§ **Enunciado da tarefa**
Você pode copiar, sem mudar nada, o trecho do relato sobre o diagnóstico de TDAH que começa nas palavras "Uma das coisas" e termina depois de "do mesmo lugar?"?

§ **Texto do exercício**
Minha vida sempre foi marcada pela impulsividade, pelo desafio à autoridade, por começar inúmeras tarefas e não terminá-las no prazo ou ainda, abandoná-las pelo caminho. Era visto por alguns, como um revolucionário, outros, como um artista e por muitos, um louco irresponsável - mas era a minha estrutura cerebral danificada no meu nascimento, que ditava uma boa parte desse comportamento: eu era o Fabão inteligentíssimo, de humor sagaz e com sarcasmo ativado “no talo”, mas incapaz de administrar sua própria carreira, de manter foco e objetivos, de cumprir suas metas pessoais e profissionais.

Uma das coisas que me revoltavam e eu não conseguia entender é que, como alguns amigos ou conhecidos, assumidamente com intelecto menor que o meu conseguiam atingir sucesso em sua vida  e eu, não? Como eu, com todo esse conhecimento imensurável sobre os mais variados temas e um dos melhores na minha área de atuação (porque quando eu pego uma coisa para fazer que eu gosto, não sossego enquanto não ficar expert no assunto) não consigo sair desse loop infinito de não sair do mesmo lugar?

“Fabio, você não nasceu para estar aqui, nesse fim de mundo.”

E na minha cabeça:

“É, eu sei. Meu cérebro é que não entende isso e me sabota toda vez que eu tento.”

Muitas décadas depois, já com 49 anos de idade e após ter passado por um longo processo de terapia e autoconhecimento da minha mente e cansado de sofrer na vida, fui diagnosticado com TDAH e Superdotação (com um pezinho no espectro autista) - um conceito moderno, que não existia na minha época e que talvez se tivesse sido diagnosticado antes, minha vida não teria sido todo o caos que foi, nesses últimos 50 anos.

Isso explicou praticamente todo o meu comportamento, as grandes cagadas emocionais que me meti, o prazer da irresponsabilidade emocional, do risco, da facilidade para entrar em processos depressivos e da total falta de foco em determinados períodos - que nem medicamento resolve.

Tem dias que eu simplesmente ignoro a sua existência, tem dias que eu quero produzir como se amanhã fosse o dia da minha morte e eu precisasse terminar uma obra prima antes disso. Tem dias que meu TOC (Transtorno obsessivo-compulsivo) está em alta, precisando que eu cumpra uma série de “rituais” antes de trabalhar ou de sair de casa. E tem vezes que um trecho de uma música fica na minha cabeça 24 horas por dia, A PORRA DA SEMANA TODA, podendo ser uma parte da 5ª Sinfonia de Beethoven, a abertura de uma novela ou “Menino de Vó”, uma tortura mental que me impede de pensar, de raciocinar e que só colocando fones de ouvido com outras músicas é que eu consigo ter um pouco de alívio para organizar meus pensamentos. E tem vezes que meus pensamentos não conseguem me deixar dormir, como se meu cérebro tivesse um controle remoto que fosse zapeando cenas da minha vida, pulando a cada intervalo de 5 ou 10 segundos.

§ **Trechos da listagem**
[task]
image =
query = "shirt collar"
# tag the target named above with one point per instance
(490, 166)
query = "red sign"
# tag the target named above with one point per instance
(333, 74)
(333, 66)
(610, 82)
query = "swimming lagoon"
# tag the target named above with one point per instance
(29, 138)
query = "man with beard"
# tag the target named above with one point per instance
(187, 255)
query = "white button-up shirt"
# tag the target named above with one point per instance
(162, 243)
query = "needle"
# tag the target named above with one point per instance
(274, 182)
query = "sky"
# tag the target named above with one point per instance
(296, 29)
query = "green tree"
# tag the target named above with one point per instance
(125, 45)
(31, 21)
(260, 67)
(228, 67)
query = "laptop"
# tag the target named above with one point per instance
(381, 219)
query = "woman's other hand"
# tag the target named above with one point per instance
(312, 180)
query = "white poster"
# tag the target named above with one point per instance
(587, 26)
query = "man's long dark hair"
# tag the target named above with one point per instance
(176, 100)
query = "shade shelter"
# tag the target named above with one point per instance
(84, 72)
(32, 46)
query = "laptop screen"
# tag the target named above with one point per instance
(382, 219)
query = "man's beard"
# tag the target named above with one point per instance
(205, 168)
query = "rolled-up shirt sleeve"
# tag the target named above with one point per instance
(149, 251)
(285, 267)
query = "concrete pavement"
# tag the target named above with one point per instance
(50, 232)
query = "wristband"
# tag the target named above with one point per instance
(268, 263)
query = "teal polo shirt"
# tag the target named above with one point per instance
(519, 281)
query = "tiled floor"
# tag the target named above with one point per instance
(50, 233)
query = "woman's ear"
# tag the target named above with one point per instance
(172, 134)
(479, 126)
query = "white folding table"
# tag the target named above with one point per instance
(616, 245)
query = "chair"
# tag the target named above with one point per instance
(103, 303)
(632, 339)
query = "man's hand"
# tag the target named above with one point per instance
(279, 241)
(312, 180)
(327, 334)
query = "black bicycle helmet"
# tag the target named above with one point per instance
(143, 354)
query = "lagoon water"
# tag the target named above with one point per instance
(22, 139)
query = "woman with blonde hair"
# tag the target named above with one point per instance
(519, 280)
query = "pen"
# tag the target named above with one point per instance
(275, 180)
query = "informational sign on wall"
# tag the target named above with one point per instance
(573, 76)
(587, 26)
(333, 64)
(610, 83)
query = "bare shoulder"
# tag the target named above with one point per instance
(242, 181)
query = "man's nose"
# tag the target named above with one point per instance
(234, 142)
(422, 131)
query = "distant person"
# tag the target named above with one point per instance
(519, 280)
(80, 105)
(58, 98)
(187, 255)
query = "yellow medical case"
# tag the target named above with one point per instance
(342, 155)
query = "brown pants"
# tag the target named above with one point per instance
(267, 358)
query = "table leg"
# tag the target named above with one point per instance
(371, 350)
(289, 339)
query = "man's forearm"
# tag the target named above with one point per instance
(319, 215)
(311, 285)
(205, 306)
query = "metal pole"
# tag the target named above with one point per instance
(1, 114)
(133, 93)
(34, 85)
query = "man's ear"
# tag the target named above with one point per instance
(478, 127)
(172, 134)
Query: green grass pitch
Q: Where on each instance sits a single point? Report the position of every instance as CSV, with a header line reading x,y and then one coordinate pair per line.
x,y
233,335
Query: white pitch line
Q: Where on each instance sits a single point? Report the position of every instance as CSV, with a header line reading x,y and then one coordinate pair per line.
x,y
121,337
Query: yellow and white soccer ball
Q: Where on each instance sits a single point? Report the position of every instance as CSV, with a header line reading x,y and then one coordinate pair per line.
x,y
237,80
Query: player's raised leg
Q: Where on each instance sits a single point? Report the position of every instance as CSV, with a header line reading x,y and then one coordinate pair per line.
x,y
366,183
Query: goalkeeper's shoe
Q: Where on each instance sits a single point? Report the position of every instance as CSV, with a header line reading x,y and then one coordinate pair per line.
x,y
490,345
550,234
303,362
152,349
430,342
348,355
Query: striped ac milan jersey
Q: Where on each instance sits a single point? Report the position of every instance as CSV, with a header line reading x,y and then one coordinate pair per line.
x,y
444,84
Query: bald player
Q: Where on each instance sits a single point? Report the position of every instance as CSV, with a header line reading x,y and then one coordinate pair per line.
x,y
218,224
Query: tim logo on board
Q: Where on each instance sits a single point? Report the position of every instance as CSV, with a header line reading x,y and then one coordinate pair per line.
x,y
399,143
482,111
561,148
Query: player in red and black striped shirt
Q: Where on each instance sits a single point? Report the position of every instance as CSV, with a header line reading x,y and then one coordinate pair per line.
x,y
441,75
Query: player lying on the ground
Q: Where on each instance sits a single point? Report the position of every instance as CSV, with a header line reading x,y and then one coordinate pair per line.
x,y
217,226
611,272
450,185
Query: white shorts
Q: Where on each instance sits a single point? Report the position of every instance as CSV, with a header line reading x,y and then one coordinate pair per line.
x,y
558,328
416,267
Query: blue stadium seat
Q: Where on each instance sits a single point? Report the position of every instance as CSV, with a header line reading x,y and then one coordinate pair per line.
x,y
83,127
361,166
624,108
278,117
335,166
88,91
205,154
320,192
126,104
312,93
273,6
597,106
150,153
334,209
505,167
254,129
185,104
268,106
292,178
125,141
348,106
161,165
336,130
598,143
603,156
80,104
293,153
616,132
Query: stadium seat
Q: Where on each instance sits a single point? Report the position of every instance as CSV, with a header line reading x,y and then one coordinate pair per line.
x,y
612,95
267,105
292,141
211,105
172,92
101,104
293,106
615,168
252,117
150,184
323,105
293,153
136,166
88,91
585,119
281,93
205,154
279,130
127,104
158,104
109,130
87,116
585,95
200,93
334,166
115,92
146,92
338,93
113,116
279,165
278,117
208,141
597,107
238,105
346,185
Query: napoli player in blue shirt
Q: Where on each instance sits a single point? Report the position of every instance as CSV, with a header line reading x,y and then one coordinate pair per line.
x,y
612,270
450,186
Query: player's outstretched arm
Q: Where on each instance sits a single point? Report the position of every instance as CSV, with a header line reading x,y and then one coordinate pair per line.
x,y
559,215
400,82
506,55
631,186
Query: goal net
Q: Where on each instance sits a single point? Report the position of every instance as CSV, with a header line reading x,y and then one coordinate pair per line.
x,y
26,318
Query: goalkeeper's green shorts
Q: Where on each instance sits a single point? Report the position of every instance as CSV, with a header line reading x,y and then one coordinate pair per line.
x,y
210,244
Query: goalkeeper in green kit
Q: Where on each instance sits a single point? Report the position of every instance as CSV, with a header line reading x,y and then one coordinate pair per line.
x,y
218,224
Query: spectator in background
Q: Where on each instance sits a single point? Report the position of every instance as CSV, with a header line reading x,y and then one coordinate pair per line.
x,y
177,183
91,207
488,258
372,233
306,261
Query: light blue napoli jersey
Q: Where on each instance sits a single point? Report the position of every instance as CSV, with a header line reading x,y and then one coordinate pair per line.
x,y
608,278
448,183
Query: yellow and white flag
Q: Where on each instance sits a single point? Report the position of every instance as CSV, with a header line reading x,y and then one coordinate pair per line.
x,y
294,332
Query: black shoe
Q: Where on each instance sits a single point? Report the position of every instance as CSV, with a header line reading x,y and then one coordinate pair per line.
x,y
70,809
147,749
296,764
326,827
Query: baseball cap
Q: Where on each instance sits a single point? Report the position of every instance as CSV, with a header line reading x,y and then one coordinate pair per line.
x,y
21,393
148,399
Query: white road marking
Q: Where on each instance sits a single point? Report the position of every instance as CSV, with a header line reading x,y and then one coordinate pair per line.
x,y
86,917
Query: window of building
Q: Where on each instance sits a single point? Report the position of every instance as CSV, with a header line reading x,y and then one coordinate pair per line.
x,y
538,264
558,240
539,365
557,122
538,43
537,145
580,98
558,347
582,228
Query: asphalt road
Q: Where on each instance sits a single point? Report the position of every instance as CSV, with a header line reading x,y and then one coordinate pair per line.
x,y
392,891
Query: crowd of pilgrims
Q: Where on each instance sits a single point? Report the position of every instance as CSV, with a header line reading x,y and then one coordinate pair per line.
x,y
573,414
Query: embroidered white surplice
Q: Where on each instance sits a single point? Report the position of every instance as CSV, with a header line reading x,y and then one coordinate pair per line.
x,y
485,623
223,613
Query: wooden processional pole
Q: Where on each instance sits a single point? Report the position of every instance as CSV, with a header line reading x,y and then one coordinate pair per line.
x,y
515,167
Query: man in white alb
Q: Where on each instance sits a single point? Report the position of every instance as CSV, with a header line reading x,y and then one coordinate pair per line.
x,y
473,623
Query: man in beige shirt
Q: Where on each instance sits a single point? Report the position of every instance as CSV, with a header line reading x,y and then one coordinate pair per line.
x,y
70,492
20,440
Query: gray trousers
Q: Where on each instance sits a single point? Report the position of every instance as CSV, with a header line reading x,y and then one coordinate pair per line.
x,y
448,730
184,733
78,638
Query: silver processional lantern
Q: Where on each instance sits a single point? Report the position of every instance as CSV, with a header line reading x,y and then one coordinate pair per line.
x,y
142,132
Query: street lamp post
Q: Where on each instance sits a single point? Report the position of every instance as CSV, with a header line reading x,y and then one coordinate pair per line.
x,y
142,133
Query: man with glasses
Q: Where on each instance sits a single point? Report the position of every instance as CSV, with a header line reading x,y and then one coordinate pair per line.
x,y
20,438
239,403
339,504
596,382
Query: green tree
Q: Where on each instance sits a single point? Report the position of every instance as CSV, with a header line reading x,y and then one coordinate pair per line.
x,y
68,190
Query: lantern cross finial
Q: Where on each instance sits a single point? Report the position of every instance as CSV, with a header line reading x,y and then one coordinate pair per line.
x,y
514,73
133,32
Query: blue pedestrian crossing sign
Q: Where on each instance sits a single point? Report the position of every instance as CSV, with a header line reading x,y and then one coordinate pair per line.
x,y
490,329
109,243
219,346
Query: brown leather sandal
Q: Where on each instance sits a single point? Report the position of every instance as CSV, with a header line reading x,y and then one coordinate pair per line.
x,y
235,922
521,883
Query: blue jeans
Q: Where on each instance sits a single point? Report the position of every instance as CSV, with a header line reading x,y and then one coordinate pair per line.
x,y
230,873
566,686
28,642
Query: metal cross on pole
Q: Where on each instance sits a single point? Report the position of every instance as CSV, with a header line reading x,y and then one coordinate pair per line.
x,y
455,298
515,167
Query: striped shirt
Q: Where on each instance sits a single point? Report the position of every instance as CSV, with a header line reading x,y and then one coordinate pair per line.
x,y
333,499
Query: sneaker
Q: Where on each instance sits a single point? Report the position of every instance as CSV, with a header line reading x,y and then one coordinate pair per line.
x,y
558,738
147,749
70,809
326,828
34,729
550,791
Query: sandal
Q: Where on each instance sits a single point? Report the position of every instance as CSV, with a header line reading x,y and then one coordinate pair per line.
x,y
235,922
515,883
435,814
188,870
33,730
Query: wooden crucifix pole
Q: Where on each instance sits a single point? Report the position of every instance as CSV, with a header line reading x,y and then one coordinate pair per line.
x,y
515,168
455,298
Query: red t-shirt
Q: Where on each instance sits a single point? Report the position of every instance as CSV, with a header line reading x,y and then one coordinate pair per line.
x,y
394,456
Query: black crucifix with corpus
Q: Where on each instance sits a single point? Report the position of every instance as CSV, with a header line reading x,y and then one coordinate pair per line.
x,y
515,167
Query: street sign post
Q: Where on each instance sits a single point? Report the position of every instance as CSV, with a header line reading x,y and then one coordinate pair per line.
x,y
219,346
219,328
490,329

§ **Resposta da tarefa**
Uma das coisas que me revoltavam e eu não conseguia entender é que, como alguns amigos ou conhecidos, assumidamente com intelecto menor que o meu conseguiam atingir sucesso em sua vida  e eu, não? Como eu, com todo esse conhecimento imensurável sobre os mais variados temas e um dos melhores na minha área de atuação (porque quando eu pego uma coisa para fazer que eu gosto, não sossego enquanto não ficar expert no assunto) não consigo sair desse loop infinito de não sair do mesmo lugar?